Aufgaben
1. Übersetze den folgenden Satz aus dem Text über Musk und Breton ins Englische: „Niemand dort wartet auf einen Europäer, der sich zum obersten Richter über die Tweets dieser Welt aufspielen will.“
2. Führe den Text über Musk und Breton im Anschluss an seinen letzten Satz weiter.

Ausgangstext
....

Niemand dort wartet auf einen Europäer, der sich zum obersten Richter über die Tweets dieser Welt aufspielen will.

Dies umso mehr, als es sich bei Musk um jemanden handelt, der mit seiner kontroversen Plattformpolitik und seinem wachsenden Engagement für die Sache der US-Konservativen eine leicht auszumachende Profilierungsfläche darstellt. Zu Beginn der republikanischen Vorwahlen noch als Unterstützer von Floridas Gouverneur Ron DeSantis in Erscheinung getreten, hat der 53-Jährige sich in den letzten Monaten immer mehr dem Trump-Lager angenähert und dürfte heute mit Finanzgrößen wie Bill Ackman und Marc Andreessen zu den prominentesten Unterstützern des Immobilientycoons in der Geschäftswelt zählen. Eine Paarung, die auch abseits des Politischen naheliegt, eint beide doch eine Vorliebe für den großen Auftritt, ein intuitives Gespür, wann welche Taste auf der Klaviatur der Aufmerksamkeitsökonomie zu betätigen ist – und ein Talent, den Kopf immer wieder aus der Schlinge zu ziehen und den eigenen Willen auch gegen erhebliche Widerstände durchzusetzen. Zuletzt aber schien ihre Liaison in eine neue Phase eingetreten zu sein: So rief Musk ganz offen zur Wahl Trumps auf und wurde im Gegenzug von dessen ältestem Sohn Donald Jr. als zukünftiger Vorsitzender eines von seinem Vater einzuberufenden „Effizienzkomitees“ ins Gespräch gebracht. Für einen ambitionierten EU-Regelhüter mit liberalen credentials also durchaus ein lohnenswertes Zielobjekt. Zumal Breton, ähnlich wie seine für Wettbewerbsfragen zuständige Kollegin Margrethe Vestager, seit jeher den Eindruck eines gewissen Sendungsbewusstseins versprüht.

Allerdings ist Vestagers Stern spätestens seit der Covid-19-Pandemie stark im Sinken begriffen und auch Bretons eigenmächtiges Vorgehen stößt im Berlaymont, dem Sitz der Kommission, scheinbar nicht überall auf Gegenliebe. Wenig zeigt dies deutlicher als die Reaktion Ursula von der Leyens, die ihren übermütigen Binnenmarktkommissar schon kurz nach Einsetzen der Berichterstattung konsterniert zurückpfiff. Dessen Brief, so hieß es, sei nicht abgesprochen gewesen und gebe auch nicht die Position der Kommission wieder – eine Distanznahme, aus der sich Überraschung ebenso wie aufsteigender Unmut ablesen lässt.

....

Gegebene Daten
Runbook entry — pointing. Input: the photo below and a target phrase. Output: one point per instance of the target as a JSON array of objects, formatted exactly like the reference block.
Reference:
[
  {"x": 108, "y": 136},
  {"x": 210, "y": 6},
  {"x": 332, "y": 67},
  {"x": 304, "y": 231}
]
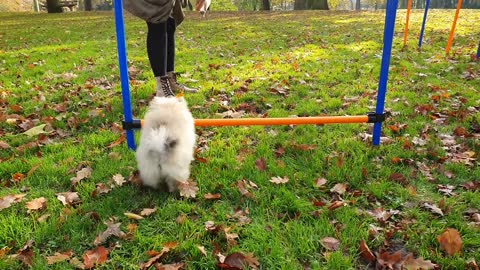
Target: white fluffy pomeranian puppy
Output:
[{"x": 167, "y": 143}]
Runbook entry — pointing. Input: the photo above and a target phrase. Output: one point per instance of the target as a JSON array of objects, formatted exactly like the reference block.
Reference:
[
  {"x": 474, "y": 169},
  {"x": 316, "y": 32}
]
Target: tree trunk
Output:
[
  {"x": 88, "y": 5},
  {"x": 36, "y": 6},
  {"x": 266, "y": 5},
  {"x": 53, "y": 6},
  {"x": 299, "y": 5}
]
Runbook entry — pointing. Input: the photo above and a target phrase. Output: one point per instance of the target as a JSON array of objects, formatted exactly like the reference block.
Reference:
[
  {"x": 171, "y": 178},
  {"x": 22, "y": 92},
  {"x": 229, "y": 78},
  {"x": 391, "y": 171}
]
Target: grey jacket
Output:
[{"x": 155, "y": 11}]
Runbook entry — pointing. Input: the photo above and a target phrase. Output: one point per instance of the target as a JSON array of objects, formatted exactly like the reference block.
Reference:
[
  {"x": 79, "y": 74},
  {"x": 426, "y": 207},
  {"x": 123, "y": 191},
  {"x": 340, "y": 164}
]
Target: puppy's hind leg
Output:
[{"x": 172, "y": 184}]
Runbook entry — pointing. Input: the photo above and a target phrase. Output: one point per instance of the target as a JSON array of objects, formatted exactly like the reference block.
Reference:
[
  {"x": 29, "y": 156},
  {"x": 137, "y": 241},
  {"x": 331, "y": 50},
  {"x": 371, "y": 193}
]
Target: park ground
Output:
[{"x": 286, "y": 197}]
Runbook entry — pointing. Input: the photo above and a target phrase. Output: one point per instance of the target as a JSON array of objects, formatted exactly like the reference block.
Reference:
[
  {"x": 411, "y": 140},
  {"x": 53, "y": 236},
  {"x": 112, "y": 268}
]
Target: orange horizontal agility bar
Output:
[{"x": 280, "y": 121}]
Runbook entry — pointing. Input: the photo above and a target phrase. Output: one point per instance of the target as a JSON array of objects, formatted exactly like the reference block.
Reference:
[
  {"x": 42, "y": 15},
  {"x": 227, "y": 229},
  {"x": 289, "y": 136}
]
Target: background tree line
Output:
[{"x": 241, "y": 5}]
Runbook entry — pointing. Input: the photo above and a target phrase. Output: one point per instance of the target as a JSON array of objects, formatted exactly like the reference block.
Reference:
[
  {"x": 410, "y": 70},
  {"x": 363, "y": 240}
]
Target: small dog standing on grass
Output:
[{"x": 167, "y": 143}]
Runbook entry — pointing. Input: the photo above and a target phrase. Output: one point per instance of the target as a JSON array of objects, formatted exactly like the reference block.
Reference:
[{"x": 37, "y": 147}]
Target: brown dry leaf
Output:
[
  {"x": 382, "y": 215},
  {"x": 472, "y": 264},
  {"x": 155, "y": 257},
  {"x": 387, "y": 260},
  {"x": 188, "y": 189},
  {"x": 4, "y": 251},
  {"x": 133, "y": 216},
  {"x": 320, "y": 182},
  {"x": 433, "y": 208},
  {"x": 82, "y": 174},
  {"x": 101, "y": 188},
  {"x": 25, "y": 255},
  {"x": 261, "y": 164},
  {"x": 234, "y": 261},
  {"x": 132, "y": 228},
  {"x": 210, "y": 226},
  {"x": 239, "y": 260},
  {"x": 36, "y": 204},
  {"x": 446, "y": 190},
  {"x": 181, "y": 219},
  {"x": 450, "y": 241},
  {"x": 118, "y": 141},
  {"x": 304, "y": 147},
  {"x": 59, "y": 257},
  {"x": 410, "y": 263},
  {"x": 252, "y": 261},
  {"x": 231, "y": 237},
  {"x": 94, "y": 257},
  {"x": 148, "y": 211},
  {"x": 43, "y": 218},
  {"x": 336, "y": 204},
  {"x": 330, "y": 243},
  {"x": 118, "y": 179},
  {"x": 242, "y": 216},
  {"x": 33, "y": 169},
  {"x": 4, "y": 145},
  {"x": 18, "y": 177},
  {"x": 175, "y": 266},
  {"x": 7, "y": 201},
  {"x": 366, "y": 253},
  {"x": 68, "y": 198},
  {"x": 473, "y": 185},
  {"x": 210, "y": 196},
  {"x": 112, "y": 229},
  {"x": 202, "y": 250},
  {"x": 243, "y": 187},
  {"x": 279, "y": 180},
  {"x": 135, "y": 179},
  {"x": 339, "y": 188}
]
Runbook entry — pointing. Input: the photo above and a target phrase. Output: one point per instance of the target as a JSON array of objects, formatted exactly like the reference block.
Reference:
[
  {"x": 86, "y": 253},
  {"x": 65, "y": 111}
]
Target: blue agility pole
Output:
[
  {"x": 478, "y": 50},
  {"x": 420, "y": 40},
  {"x": 122, "y": 59},
  {"x": 390, "y": 15}
]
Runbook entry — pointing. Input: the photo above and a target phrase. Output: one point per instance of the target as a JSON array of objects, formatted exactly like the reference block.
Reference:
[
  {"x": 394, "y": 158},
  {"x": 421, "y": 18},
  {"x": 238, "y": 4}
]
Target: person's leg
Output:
[
  {"x": 171, "y": 27},
  {"x": 157, "y": 55}
]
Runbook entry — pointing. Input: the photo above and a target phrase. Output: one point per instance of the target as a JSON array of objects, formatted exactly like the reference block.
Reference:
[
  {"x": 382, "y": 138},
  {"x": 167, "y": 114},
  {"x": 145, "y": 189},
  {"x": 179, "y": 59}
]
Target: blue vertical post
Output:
[
  {"x": 122, "y": 59},
  {"x": 390, "y": 15},
  {"x": 420, "y": 40},
  {"x": 478, "y": 50}
]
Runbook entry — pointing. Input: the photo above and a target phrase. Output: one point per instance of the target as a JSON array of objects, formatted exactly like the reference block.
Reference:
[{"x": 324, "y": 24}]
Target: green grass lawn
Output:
[{"x": 59, "y": 75}]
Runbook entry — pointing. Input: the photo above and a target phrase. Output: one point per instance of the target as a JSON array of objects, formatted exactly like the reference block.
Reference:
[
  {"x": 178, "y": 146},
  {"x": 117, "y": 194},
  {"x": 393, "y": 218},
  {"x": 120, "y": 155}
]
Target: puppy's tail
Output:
[{"x": 159, "y": 143}]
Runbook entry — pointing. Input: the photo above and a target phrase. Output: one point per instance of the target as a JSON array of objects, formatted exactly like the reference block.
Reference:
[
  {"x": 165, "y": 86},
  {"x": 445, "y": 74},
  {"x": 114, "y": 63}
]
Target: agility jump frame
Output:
[{"x": 378, "y": 117}]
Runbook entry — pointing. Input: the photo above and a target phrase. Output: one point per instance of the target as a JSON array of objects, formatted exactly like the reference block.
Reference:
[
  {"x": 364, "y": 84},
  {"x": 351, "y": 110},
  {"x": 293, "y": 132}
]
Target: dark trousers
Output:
[{"x": 161, "y": 46}]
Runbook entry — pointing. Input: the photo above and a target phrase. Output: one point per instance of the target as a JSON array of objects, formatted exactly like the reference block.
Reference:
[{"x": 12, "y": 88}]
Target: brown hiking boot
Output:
[
  {"x": 177, "y": 87},
  {"x": 164, "y": 89}
]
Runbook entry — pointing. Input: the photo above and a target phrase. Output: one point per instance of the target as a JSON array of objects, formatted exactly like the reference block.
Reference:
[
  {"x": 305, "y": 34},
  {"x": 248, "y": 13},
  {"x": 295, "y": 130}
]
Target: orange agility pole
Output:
[
  {"x": 281, "y": 121},
  {"x": 405, "y": 34},
  {"x": 318, "y": 120},
  {"x": 452, "y": 32}
]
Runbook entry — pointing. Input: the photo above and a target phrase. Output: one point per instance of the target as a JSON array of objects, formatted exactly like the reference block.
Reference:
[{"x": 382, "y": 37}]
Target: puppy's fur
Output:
[{"x": 166, "y": 144}]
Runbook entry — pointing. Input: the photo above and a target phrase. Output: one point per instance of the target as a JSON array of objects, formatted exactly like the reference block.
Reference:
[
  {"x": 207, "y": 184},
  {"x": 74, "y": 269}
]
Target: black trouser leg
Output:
[
  {"x": 157, "y": 48},
  {"x": 171, "y": 26}
]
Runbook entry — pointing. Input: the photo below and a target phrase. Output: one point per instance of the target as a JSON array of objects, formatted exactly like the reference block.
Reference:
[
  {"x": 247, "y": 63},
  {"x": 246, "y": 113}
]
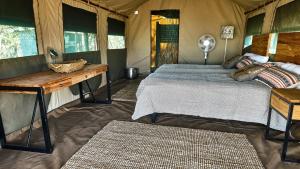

....

Lösungen
1. Nobody there is waiting for a European who wants to set himself up as the supreme judge of the world's tweets.

2.
„Die EU mischt sich nicht in fremde Wahlkämpfe ein [und sollte jeden derartigen Eindruck vermeiden]“, zitiert etwa das Magazin POLITICO einen anonymen Funktionär, der verärgert hinzusetzt, die Implementierung des DSA sei viel „zu bedeutend, als dass sie von einem aufmerksamkeitsheischenden Politiker auf der Suche nach dem nächsten Posten“ missbraucht werden dürfe. Und auch die X-Vorstandsvorsitzende Linda Yaccarino nahm den Ball gerne auf und schimpfte ihrerseits über Bretons Versuch, der amerikanischen Öffentlichkeit europäisches Recht überzustülpen. Ganz zu schweigen von den zahlreichen EU-Bürgern, denen er offenbar die Fähigkeit abspreche, sich selbst ein Bild der Dinge zu machen. Meinungsfreiheit, die Zweite.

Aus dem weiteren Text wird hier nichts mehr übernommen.